#### DATA EXTRACT ####

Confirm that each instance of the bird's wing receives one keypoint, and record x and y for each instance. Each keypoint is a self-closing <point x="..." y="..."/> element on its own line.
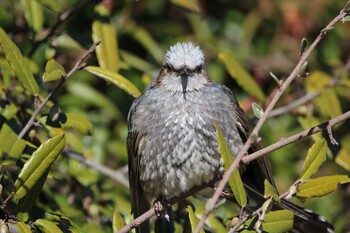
<point x="139" y="203"/>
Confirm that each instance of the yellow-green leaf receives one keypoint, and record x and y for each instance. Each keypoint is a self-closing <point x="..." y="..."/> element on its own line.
<point x="10" y="143"/>
<point x="18" y="64"/>
<point x="278" y="221"/>
<point x="330" y="103"/>
<point x="53" y="71"/>
<point x="47" y="226"/>
<point x="243" y="78"/>
<point x="34" y="14"/>
<point x="78" y="122"/>
<point x="118" y="221"/>
<point x="107" y="51"/>
<point x="270" y="191"/>
<point x="38" y="164"/>
<point x="193" y="219"/>
<point x="114" y="78"/>
<point x="316" y="156"/>
<point x="321" y="186"/>
<point x="23" y="228"/>
<point x="235" y="180"/>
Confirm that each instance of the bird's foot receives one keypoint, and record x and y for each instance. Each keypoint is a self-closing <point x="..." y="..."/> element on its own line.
<point x="160" y="208"/>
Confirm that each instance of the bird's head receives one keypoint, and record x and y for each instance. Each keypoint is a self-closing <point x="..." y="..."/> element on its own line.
<point x="183" y="69"/>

####

#### TASK PROMPT
What is needed is an exact copy of all the data, with no images in it.

#### ANSWER TO THIS PROBLEM
Confirm that each instance of the bird's wing receives one keypoint, and record x and y for each instance. Each keypoint is a self-closing <point x="..." y="..."/> element on its own line.
<point x="139" y="203"/>
Confirm that each instance of the yellow-green leaf receives one keypoint, and record x and y for each instance. Each keypoint is a self-closing <point x="..." y="..."/> element on its own line.
<point x="10" y="143"/>
<point x="18" y="64"/>
<point x="278" y="221"/>
<point x="330" y="103"/>
<point x="53" y="71"/>
<point x="47" y="226"/>
<point x="243" y="78"/>
<point x="34" y="14"/>
<point x="78" y="122"/>
<point x="118" y="221"/>
<point x="107" y="51"/>
<point x="270" y="191"/>
<point x="38" y="164"/>
<point x="193" y="219"/>
<point x="114" y="78"/>
<point x="316" y="156"/>
<point x="321" y="186"/>
<point x="23" y="228"/>
<point x="235" y="180"/>
Confirm that each instance of the bird's foot receives one keypoint, and record x and y for each instance. Each keypoint is a self-closing <point x="..." y="..."/> element on its own line.
<point x="160" y="208"/>
Confirm that each instance of the bird's head receives one keypoint, and record x and y for each instance. Each keypoint is a self-closing <point x="..." y="..."/> element on its own line.
<point x="183" y="69"/>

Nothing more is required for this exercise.